# What you will do
From the first line to the last, output the data exactly as it stands, minus its pictures.

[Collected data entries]
== == ==

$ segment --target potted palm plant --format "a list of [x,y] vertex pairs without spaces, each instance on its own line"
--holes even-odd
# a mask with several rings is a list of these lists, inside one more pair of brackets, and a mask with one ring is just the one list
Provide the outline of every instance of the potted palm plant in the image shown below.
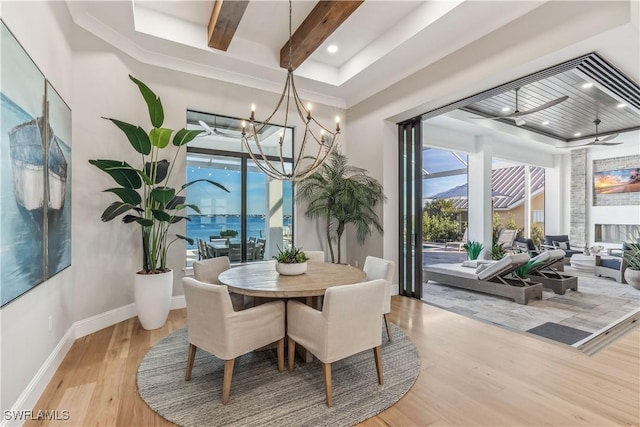
[[276,271],[282,275],[297,276],[307,271],[307,254],[293,245],[286,249],[278,247],[278,253],[273,259],[276,260]]
[[624,271],[624,279],[634,288],[640,289],[640,227],[630,237],[622,245],[624,259],[629,264]]
[[308,202],[305,214],[325,220],[325,237],[336,262],[332,242],[337,242],[337,262],[342,260],[341,237],[347,224],[352,224],[358,243],[363,244],[372,228],[382,233],[382,225],[375,211],[386,197],[382,185],[365,169],[347,165],[347,157],[337,151],[331,153],[318,172],[300,181],[296,187],[298,199]]
[[464,245],[462,245],[464,250],[467,252],[467,257],[470,260],[476,260],[480,256],[480,253],[484,249],[484,245],[478,241],[471,240]]
[[[167,268],[167,250],[177,240],[193,240],[171,234],[171,225],[189,220],[183,214],[186,208],[200,213],[198,206],[186,204],[181,193],[196,182],[208,182],[224,191],[227,189],[206,179],[182,185],[179,189],[168,186],[175,159],[180,148],[193,140],[201,131],[163,128],[164,110],[160,98],[140,80],[129,76],[139,88],[149,109],[151,130],[147,133],[140,126],[121,120],[106,118],[127,137],[133,149],[140,154],[138,167],[121,160],[89,160],[89,163],[107,173],[118,184],[104,190],[118,197],[102,213],[102,221],[122,217],[127,224],[136,224],[142,238],[142,269],[135,275],[134,295],[138,318],[145,329],[157,329],[164,325],[171,306],[173,271]],[[173,138],[172,138],[173,136]],[[177,149],[172,150],[172,142]],[[174,163],[161,156],[165,151],[173,155]]]

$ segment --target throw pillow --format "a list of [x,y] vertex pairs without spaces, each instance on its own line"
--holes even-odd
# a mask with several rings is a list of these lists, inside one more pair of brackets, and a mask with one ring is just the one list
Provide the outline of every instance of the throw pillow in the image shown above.
[[553,242],[553,246],[555,246],[558,249],[562,249],[564,251],[571,249],[571,247],[569,246],[569,242]]

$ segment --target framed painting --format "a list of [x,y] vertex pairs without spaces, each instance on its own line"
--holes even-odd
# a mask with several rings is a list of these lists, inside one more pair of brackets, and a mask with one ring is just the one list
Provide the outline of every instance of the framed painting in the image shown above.
[[640,168],[594,172],[593,188],[596,194],[640,192]]
[[71,265],[71,110],[47,81],[46,278]]
[[45,77],[5,26],[0,43],[0,300],[45,279]]

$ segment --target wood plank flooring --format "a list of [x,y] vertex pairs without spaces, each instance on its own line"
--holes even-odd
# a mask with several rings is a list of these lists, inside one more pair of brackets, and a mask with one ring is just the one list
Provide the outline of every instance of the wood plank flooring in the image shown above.
[[[638,327],[587,356],[399,296],[391,321],[418,348],[421,373],[398,403],[362,426],[640,423]],[[70,420],[25,426],[172,425],[139,397],[136,371],[149,348],[185,324],[186,311],[174,310],[159,330],[133,318],[78,339],[34,408],[69,410]]]

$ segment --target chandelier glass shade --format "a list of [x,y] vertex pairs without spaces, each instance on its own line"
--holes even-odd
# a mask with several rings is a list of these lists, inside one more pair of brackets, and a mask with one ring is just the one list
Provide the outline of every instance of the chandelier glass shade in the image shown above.
[[[261,141],[261,134],[265,126],[273,126],[270,122],[281,109],[284,110],[284,123],[281,124],[284,128],[279,134],[276,155],[267,154],[269,150],[264,146],[264,141]],[[252,105],[251,116],[248,120],[242,121],[242,145],[262,172],[271,178],[290,181],[304,179],[322,166],[336,147],[340,134],[340,118],[336,117],[335,130],[321,125],[311,114],[311,104],[305,106],[296,90],[291,66],[291,0],[287,80],[280,100],[269,117],[263,121],[256,121],[255,112],[255,105]],[[285,129],[300,123],[303,125],[302,131],[297,132],[300,143],[297,149],[293,150],[293,142],[285,138]],[[292,146],[288,147],[286,144]]]

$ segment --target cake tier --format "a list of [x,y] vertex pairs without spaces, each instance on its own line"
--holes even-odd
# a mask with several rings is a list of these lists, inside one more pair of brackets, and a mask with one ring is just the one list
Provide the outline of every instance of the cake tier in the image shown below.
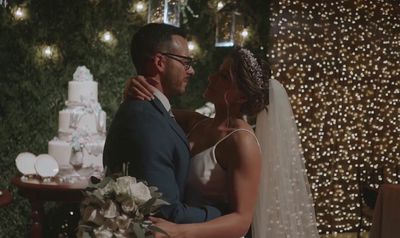
[[95,81],[69,81],[68,102],[97,102],[97,82]]
[[75,131],[84,131],[88,135],[105,134],[106,113],[99,110],[90,110],[85,107],[67,108],[58,113],[58,133],[63,140],[65,134]]
[[[49,141],[49,155],[53,156],[61,170],[69,170],[74,168],[103,168],[103,148],[105,140],[95,140],[84,143],[83,148],[79,152],[74,152],[69,142],[54,138]],[[72,166],[75,165],[75,166]]]

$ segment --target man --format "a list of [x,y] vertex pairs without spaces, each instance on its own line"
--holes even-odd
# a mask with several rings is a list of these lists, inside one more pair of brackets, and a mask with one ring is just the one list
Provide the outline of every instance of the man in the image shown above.
[[186,136],[170,114],[168,98],[182,95],[194,70],[185,33],[177,27],[151,23],[142,27],[131,43],[137,74],[158,91],[155,99],[126,99],[110,126],[104,148],[104,165],[121,171],[129,162],[129,175],[159,188],[170,203],[160,216],[175,223],[211,220],[221,215],[215,207],[183,203],[190,163]]

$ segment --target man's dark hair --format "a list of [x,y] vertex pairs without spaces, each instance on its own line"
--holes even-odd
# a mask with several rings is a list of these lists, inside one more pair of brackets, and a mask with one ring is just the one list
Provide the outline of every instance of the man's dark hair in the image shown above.
[[183,29],[163,23],[147,24],[133,35],[131,56],[138,74],[145,74],[146,62],[154,54],[169,51],[172,35],[186,38],[186,32]]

== == ==

# Response to the exercise
$ segment --target potted palm plant --format "a list of [x,y] vertex pairs without spaces, each instance on its own line"
--holes even-odd
# a mask with several rings is a list of these lists, inside one more pair of brackets, and a mask with one ring is just the one list
Provide the outline of every instance of the potted palm plant in the image shown below.
[[276,271],[282,275],[297,276],[307,271],[307,254],[293,245],[286,249],[278,247],[278,253],[273,259],[276,260]]
[[624,271],[624,279],[634,288],[640,289],[640,227],[630,237],[622,245],[624,259],[629,264]]
[[308,202],[305,214],[325,220],[325,237],[336,262],[332,242],[337,242],[337,262],[342,260],[341,237],[347,224],[352,224],[358,243],[363,244],[372,228],[382,233],[382,225],[375,211],[386,197],[382,185],[365,169],[347,165],[347,157],[337,151],[331,153],[318,172],[300,181],[296,187],[298,199]]
[[464,245],[462,245],[464,250],[467,252],[467,257],[470,260],[476,260],[480,256],[480,253],[484,249],[484,245],[478,241],[471,240]]
[[[167,268],[167,250],[177,240],[193,240],[171,234],[171,225],[189,220],[183,214],[186,208],[200,213],[198,206],[186,204],[181,193],[196,182],[208,182],[224,191],[227,189],[206,179],[182,185],[179,189],[168,186],[175,159],[180,148],[193,140],[201,131],[163,128],[164,110],[160,98],[140,80],[129,76],[139,88],[149,109],[151,130],[147,133],[140,126],[121,120],[106,118],[127,137],[133,149],[140,154],[138,167],[121,160],[89,160],[89,163],[107,173],[118,184],[104,190],[118,197],[102,213],[102,221],[122,217],[127,224],[136,224],[142,238],[142,269],[135,275],[134,295],[138,318],[145,329],[157,329],[164,325],[171,306],[173,271]],[[173,138],[172,138],[173,136]],[[177,149],[172,150],[172,142]],[[174,163],[161,156],[165,151],[173,155]]]

$ segment --target throw pillow --format "a list of [x,y] vertex pairs without spaces, each instance on its own line"
--holes even-odd
# a mask with several rings is a list of these lists, inside one more pair of brackets, and a mask with one ring is just the one list
Provide the outline of every instance of the throw pillow in the image shown above.
[[553,242],[553,246],[555,246],[558,249],[562,249],[564,251],[571,249],[571,247],[569,246],[569,242]]

$ segment --target framed painting --format "a list of [x,y] vertex pairs without spaces, each instance on its own line"
--holes even-odd
# a mask with several rings is a list of these lists, inside one more pair of brackets, and a mask with one ring is just the one list
Provide the outline of every instance of the framed painting in the image shown above.
[[640,168],[594,172],[593,188],[596,194],[640,192]]
[[71,265],[71,110],[47,81],[46,278]]
[[45,77],[5,26],[0,43],[0,300],[45,279]]

$ segment --target wood plank flooring --format "a list of [x,y] vertex pairs without spaces, each instance on its own line"
--holes even-odd
# a mask with several rings is a list of these lists, inside one more pair of brackets, and a mask with one ring is just the one list
Provide the outline of every instance of the wood plank flooring in the image shown above.
[[[638,327],[587,356],[399,296],[391,321],[418,348],[421,373],[398,403],[362,426],[640,423]],[[70,420],[25,426],[172,425],[139,397],[136,371],[149,348],[185,324],[186,311],[174,310],[159,330],[133,318],[78,339],[34,408],[69,410]]]

$ segment --target chandelier glass shade --format "a list of [x,y] vertex pairs without spaces, each instance on its own line"
--holes even-odd
# a mask with several rings is a list of these lists, inside one more pair of brackets, and a mask with one ring is just the one list
Provide the outline of every instance of the chandelier glass shade in the image shown above.
[[[261,141],[261,134],[265,126],[273,126],[270,122],[281,109],[284,110],[284,123],[281,124],[284,128],[279,134],[276,155],[267,154],[269,150],[264,146],[264,141]],[[252,105],[251,116],[248,120],[242,121],[242,145],[262,172],[271,178],[290,181],[304,179],[322,166],[336,147],[340,134],[340,118],[336,117],[335,130],[321,125],[311,114],[311,104],[305,106],[296,90],[291,66],[291,0],[287,80],[280,100],[269,117],[263,121],[256,121],[255,112],[255,105]],[[285,129],[300,123],[303,125],[302,131],[297,132],[300,143],[297,149],[293,150],[293,142],[285,138]],[[292,146],[288,147],[286,144]]]

$ segment --target cake tier --format "a list of [x,y] vertex pairs without spaces, each instance on its own line"
--holes even-odd
# a mask with several rings is a list of these lists, inside one more pair of brackets, and a mask with one ring is just the one list
Provide the outline of every instance of the cake tier in the image shown below.
[[95,81],[69,81],[68,102],[97,102],[97,82]]
[[75,131],[84,131],[88,135],[105,134],[106,113],[99,110],[90,110],[85,107],[67,108],[58,113],[58,133],[63,140],[65,134]]
[[[49,141],[49,155],[53,156],[61,170],[69,170],[74,168],[103,168],[103,148],[105,140],[95,140],[84,143],[83,148],[79,152],[74,152],[69,142],[54,138]],[[72,166],[75,165],[75,166]]]

$ segment --target man --format "a list of [x,y] vertex pairs without spaces, each instance on its own line"
--holes even-odd
# a mask with several rings is a list of these lists, inside one more pair of brackets, and a mask with one ring is just the one list
Provide the outline of every instance of the man in the image shown above.
[[186,136],[170,114],[168,98],[182,95],[194,70],[185,33],[177,27],[151,23],[142,27],[131,43],[137,74],[158,91],[155,99],[126,99],[110,126],[104,148],[104,165],[121,171],[129,162],[129,175],[159,188],[170,203],[160,216],[175,223],[211,220],[221,215],[215,207],[183,203],[190,163]]

$ segment --target man's dark hair --format "a list of [x,y] vertex pairs without spaces, each instance on its own line"
--holes even-odd
# a mask with several rings is a list of these lists, inside one more pair of brackets, and a mask with one ring is just the one list
Provide the outline of every instance of the man's dark hair in the image shown above.
[[183,29],[163,23],[147,24],[133,35],[131,56],[138,74],[145,74],[146,62],[154,54],[169,51],[172,35],[186,38],[186,32]]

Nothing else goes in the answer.